* **Assignment**
Everything from the line containing "in water shown in this photo." through the end of the entries should be output exactly; nothing before it is wanted.

* **Dataset records**
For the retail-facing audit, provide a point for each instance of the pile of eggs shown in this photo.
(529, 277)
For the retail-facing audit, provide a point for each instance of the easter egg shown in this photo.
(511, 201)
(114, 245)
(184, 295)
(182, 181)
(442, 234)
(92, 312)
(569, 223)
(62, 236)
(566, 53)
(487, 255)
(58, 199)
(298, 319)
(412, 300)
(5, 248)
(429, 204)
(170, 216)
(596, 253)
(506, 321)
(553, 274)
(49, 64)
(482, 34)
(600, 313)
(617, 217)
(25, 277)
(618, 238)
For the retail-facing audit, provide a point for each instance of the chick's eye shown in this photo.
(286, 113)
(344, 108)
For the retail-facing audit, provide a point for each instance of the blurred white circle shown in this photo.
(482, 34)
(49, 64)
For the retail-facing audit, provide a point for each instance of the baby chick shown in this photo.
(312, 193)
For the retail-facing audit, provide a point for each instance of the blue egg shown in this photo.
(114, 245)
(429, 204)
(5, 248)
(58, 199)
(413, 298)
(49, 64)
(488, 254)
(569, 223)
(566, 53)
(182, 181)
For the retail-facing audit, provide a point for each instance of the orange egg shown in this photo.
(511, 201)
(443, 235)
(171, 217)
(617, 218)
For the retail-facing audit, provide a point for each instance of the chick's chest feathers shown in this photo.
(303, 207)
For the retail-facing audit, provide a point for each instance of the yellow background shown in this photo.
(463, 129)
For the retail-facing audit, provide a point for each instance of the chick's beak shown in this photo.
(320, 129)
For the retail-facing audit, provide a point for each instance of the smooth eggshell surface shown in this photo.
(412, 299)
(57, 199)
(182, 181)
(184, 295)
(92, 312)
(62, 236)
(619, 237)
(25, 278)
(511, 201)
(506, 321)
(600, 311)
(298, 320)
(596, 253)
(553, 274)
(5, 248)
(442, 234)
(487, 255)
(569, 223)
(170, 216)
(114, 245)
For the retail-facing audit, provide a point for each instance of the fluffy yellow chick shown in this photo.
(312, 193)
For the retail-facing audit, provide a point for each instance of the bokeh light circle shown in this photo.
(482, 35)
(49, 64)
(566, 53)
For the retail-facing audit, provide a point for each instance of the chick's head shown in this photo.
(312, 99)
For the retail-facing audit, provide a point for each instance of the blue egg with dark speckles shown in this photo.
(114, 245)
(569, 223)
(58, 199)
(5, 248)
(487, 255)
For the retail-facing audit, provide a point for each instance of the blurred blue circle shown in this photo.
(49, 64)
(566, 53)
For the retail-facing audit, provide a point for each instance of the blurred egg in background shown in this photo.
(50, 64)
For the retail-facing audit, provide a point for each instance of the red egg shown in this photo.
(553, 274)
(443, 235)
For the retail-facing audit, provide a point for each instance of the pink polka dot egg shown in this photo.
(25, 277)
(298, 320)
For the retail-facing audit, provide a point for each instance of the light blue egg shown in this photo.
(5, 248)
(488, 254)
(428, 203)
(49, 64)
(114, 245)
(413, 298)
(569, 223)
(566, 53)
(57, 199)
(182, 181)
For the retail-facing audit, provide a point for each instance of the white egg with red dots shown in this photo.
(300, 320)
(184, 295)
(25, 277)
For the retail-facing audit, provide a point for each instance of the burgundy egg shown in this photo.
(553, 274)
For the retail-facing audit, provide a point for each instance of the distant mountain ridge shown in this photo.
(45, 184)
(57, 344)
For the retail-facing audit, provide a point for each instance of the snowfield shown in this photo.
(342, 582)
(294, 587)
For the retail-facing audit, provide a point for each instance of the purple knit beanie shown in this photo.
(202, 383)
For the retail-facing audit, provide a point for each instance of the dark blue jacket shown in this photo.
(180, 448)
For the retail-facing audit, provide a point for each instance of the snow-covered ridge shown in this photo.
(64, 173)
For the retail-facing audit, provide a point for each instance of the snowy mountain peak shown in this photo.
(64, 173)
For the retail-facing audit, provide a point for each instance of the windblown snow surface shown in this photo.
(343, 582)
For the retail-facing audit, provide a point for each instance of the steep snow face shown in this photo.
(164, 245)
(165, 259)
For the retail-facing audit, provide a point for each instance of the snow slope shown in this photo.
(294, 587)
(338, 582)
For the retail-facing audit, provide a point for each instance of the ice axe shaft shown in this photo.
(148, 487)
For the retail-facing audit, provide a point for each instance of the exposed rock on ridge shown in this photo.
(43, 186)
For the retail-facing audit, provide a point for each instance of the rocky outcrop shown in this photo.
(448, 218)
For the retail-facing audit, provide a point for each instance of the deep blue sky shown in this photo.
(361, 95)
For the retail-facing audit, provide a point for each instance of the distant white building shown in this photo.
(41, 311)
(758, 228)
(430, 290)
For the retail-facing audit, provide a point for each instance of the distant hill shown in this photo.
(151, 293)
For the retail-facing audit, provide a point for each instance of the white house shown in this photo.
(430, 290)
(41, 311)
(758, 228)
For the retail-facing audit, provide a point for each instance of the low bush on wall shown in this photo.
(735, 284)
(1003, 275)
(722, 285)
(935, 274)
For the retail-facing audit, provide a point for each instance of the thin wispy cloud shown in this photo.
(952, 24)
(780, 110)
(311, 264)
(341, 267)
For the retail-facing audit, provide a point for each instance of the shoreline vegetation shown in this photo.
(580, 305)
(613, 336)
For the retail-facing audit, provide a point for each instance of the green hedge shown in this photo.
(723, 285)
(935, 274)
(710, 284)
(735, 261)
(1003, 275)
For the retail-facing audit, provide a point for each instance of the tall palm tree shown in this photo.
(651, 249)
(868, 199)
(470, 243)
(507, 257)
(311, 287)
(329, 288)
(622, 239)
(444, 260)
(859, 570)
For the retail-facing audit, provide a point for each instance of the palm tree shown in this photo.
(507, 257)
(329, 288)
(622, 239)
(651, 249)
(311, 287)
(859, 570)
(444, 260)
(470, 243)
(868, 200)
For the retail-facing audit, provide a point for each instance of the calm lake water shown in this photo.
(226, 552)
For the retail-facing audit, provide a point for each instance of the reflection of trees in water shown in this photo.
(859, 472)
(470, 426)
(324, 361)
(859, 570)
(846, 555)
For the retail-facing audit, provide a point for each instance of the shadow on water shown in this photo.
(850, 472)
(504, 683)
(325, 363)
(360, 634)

* **Result for this task**
For the retail-facing audit, provide a point for each instance of the reflection of trees in water shown in this photo.
(859, 472)
(470, 426)
(324, 361)
(859, 570)
(846, 555)
For the retail-facing audit, provide a point for each instance of the shadow on water shown in this photo.
(850, 472)
(504, 683)
(325, 363)
(360, 634)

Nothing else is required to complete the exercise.